■ TASK BRIEF:
From the Vizsla forum thread, reproduce word for word the passage that begins at "hi everyone my" and stops after "physically and mentally.".

# this vizsla has a problem



## Dee72 (Dec 31, 2013)

hi everyone my first post and really need some advice. A Vizsla has been handed into a dog pound near us and we want to adopt him. the problem is that he is in a real state physically and mentally.

I saw him today and he has white patches where the colour has gone, he is painfully thin and is depressed. He will get the loving he needs from us but what do I do about diet? 

what is he going to need to get fat on his body and that coat glowing?


----------



## Dee72 (Dec 31, 2013)

here is a pic, they say he is 2.5yrs old


----------



## MeandMy3 (Feb 27, 2013)

OH, so sad but so sweet! How old is he? I'm sure a lot of love, attention and a quality diet will do him a world of good. Search the forum for satin balls. I have not used them myself, but those more experienced use them often for weight gain. During hunting season we supplement our dogs' diets with quality canned food (Taste of the Wild or Canidae) to keep their calorie intake where it should be with their exercise. We do feed a kibble diet - Taste of the Wild, so I am not up on the raw diet, but that may be an option for you as well. 

Good luck and let us know how it goes! There is a special place in my heart for those rescue pups.


----------



## Dee72 (Dec 31, 2013)

wow thanks for the prompt replies. what are the dry foods like Purina and royal canin like?


----------



## MeandMy3 (Feb 27, 2013)

Just a note on the higher quality kibbles, even though they cost more to start with, you usually feed less of them (less fillers) and save on vet bills. There is also lest waste in your yard - a bonus in my book!


----------



## Darcy1311 (May 27, 2012)

Dee72 said:


> here is a pic, they say he is 2.5yrs old



Great job in rescuing that fine little lad, take care...he looks so cute.


----------



## Dee72 (Dec 31, 2013)

ok so quality and variety is the name of the game by the looks of it. Are there any good canned food's to add to the variety?


----------



## einspänner (Sep 8, 2012)

Welcome to the forum!

To be clear, if feeding raw, variety is great and needed, but when feeding kibble it's generally recommended to stick with one kind of food. Any changes should be made gradually to limit digestive upset. After you know he does fine with one flavor, you can choose another from the same brand for some nutritional variety.

■ SUPPLIED ENTRIES:
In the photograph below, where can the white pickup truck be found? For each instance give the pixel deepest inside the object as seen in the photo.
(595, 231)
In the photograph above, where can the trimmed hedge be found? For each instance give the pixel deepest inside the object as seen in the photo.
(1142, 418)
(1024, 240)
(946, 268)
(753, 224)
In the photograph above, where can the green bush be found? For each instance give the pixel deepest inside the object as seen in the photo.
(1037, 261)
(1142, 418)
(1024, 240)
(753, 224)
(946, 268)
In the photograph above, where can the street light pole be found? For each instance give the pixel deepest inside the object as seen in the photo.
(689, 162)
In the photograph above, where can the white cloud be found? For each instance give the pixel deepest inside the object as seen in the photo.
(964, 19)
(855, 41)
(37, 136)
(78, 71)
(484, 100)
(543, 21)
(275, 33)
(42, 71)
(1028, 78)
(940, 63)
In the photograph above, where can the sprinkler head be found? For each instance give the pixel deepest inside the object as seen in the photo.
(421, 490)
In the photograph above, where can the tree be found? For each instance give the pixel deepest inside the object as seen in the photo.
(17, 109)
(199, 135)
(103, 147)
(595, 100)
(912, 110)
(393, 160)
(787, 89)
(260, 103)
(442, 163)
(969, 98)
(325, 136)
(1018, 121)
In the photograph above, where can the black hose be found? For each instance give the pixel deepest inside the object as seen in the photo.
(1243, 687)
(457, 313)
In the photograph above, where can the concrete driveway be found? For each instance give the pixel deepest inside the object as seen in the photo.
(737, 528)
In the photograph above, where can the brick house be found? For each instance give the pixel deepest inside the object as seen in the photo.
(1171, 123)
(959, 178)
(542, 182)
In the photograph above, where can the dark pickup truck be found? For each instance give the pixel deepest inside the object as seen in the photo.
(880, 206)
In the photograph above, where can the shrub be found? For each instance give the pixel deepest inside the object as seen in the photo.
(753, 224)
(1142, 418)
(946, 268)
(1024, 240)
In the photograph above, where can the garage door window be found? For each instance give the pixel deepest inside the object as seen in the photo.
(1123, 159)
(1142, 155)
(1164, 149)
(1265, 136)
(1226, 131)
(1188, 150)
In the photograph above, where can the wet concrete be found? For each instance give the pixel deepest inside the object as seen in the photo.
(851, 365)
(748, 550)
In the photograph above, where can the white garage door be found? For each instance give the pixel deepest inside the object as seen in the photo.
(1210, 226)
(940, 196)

■ OUTPUT FOR THIS EXERCISE:
hi everyone my first post and really need some advice. A Vizsla has been handed into a dog pound near us and we want to adopt him. the problem is that he is in a real state physically and mentally.